WRITTEN INSTRUCTION: Which lines run from the one containing "[324, 219], one" to the end of the entries? Quote them exactly, and nothing else.

[Records from a point labeling set]
::::::::::

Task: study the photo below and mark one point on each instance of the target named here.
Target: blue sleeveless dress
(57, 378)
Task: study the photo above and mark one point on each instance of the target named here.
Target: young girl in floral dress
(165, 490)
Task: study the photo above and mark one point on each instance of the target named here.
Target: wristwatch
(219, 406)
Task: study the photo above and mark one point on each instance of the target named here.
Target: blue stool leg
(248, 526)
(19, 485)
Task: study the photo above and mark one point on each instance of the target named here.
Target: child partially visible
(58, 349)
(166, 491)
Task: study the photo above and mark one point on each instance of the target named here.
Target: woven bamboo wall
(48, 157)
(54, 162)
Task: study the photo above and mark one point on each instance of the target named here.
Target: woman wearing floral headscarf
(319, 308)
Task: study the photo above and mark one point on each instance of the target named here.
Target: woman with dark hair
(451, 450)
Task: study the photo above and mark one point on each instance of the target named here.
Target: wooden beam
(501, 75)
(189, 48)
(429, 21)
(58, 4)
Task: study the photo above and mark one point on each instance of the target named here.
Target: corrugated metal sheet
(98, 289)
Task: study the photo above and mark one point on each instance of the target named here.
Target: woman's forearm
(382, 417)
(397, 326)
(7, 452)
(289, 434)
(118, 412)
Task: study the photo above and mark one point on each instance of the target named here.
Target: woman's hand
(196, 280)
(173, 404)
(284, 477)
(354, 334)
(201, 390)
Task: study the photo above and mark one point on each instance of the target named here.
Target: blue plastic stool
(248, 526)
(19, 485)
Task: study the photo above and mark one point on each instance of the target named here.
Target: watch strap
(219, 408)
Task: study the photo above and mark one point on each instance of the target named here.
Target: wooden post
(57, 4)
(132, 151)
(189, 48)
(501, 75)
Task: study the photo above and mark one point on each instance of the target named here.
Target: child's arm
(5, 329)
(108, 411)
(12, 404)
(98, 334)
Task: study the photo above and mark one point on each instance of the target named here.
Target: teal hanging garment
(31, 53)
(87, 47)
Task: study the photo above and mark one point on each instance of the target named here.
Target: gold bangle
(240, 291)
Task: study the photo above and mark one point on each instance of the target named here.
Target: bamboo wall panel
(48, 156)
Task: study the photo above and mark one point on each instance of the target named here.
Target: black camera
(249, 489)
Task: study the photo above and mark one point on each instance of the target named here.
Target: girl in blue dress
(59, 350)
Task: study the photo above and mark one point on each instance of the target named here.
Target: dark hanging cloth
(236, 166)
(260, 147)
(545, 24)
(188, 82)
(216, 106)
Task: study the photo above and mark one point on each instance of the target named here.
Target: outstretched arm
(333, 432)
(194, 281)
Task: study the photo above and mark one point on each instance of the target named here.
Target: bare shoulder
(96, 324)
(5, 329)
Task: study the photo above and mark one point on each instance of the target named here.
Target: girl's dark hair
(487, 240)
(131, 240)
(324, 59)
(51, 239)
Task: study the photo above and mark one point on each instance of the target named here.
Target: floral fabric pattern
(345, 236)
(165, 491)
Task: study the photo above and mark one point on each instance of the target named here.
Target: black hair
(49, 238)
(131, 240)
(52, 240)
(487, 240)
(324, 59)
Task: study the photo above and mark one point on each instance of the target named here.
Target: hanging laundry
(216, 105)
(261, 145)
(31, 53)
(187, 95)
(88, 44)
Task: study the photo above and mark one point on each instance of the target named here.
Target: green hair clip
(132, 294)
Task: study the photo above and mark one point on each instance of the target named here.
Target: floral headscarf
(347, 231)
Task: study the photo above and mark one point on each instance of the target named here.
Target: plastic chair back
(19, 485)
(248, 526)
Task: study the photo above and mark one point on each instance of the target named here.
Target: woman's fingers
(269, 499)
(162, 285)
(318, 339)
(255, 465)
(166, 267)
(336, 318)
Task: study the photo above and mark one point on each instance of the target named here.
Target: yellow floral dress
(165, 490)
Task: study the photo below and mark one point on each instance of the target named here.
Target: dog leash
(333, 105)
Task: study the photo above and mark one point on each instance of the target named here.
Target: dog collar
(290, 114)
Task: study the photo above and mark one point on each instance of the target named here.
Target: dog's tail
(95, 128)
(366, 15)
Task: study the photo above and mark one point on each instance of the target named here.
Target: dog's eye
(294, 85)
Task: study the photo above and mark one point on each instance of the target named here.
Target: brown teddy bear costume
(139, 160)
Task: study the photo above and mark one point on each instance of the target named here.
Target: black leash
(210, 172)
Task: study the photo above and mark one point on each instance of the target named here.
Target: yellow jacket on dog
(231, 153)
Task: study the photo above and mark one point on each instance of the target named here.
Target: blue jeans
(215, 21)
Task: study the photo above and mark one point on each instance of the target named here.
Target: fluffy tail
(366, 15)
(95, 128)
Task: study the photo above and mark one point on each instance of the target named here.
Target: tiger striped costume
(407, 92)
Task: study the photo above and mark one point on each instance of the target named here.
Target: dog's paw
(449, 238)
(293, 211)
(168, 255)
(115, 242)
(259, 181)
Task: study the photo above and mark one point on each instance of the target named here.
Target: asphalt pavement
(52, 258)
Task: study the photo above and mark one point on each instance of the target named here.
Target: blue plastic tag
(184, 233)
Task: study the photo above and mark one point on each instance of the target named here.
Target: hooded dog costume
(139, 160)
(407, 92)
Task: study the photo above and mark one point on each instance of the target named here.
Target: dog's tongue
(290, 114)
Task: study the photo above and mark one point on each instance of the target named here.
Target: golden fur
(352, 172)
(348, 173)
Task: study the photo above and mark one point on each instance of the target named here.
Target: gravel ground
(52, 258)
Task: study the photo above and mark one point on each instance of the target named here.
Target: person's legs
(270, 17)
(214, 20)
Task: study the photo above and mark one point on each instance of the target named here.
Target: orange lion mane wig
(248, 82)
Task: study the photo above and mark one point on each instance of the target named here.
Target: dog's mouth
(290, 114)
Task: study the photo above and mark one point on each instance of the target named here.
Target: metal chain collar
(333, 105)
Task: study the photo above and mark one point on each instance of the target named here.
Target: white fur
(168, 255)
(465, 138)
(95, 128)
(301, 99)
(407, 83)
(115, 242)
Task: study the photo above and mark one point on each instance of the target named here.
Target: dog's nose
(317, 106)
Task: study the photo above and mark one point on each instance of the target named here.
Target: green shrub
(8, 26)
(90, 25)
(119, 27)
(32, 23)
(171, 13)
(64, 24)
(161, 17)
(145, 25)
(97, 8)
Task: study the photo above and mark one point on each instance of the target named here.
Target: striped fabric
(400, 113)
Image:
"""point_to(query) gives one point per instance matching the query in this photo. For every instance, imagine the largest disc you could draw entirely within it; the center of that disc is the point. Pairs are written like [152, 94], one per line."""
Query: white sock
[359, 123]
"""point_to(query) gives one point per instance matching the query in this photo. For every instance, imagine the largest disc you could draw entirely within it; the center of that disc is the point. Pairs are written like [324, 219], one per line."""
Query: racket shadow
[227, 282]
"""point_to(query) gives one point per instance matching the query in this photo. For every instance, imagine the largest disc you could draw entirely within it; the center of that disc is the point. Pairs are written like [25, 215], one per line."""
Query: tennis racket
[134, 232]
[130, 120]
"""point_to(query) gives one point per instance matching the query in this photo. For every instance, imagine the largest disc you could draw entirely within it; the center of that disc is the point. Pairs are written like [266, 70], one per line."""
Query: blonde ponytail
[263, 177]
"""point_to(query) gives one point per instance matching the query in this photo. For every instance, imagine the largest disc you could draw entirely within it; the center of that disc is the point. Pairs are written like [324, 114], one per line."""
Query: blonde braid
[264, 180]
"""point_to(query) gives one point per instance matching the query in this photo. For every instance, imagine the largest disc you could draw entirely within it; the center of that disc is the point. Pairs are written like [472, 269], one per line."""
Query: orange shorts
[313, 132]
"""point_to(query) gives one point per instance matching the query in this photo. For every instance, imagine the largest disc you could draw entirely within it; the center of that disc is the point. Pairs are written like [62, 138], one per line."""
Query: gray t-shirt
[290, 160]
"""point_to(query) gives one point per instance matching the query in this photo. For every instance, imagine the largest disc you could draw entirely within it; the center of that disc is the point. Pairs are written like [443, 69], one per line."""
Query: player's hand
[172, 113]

::::::::::

RESULT OF THIS EXERCISE:
"""point_to(query) gives one point per instance matching the query in this photo. For every instance, imagine the largest disc you could draw entirely within it; the center of that disc is the point. Pairs are written like [324, 219], one per line."""
Query: racket shadow
[227, 282]
"""point_to(query) gives one point per instance matching the query in this photo. For every instance, imagine the largest disc you could draw entirely within it; the center of that disc is the point. Pairs are written like [25, 215], one per line."""
Query: tennis racket
[134, 232]
[130, 120]
"""point_to(query) gives one point per instance matching the query in this photo. For every instance, imagine the largest disc you could draw entirely within it; the center of that disc is the point. Pairs are written like [266, 70], one per line."""
Query: blonde ponytail
[263, 177]
"""point_to(query) gives one point per instance matching the query in this photo. For every instance, imagine the largest disc you could draw entirely within it; the center of that disc is the point. Pairs are written like [324, 114], one per line."""
Query: blonde braid
[264, 180]
"""point_to(query) gives one point per instance matching the query in this photo. For every instance, imagine the largest disc you could draw entirely within it; the center of that disc is the point. Pairs are written like [472, 269], one per line."""
Query: orange shorts
[313, 132]
"""point_to(query) gives one point per instance matching the query in this photo. For every instance, imagine the largest disc you could draw entirely within it; the center of that disc is the point. Pairs are written like [62, 138], one per line."""
Query: gray t-shirt
[290, 160]
"""point_to(query) gives one point per instance matching the query in this photo. For every instance, imagine the largest disc you could draw entirely within it; the center of that disc is the point. Pairs are written like [443, 69], one per line."""
Query: player's hand
[172, 113]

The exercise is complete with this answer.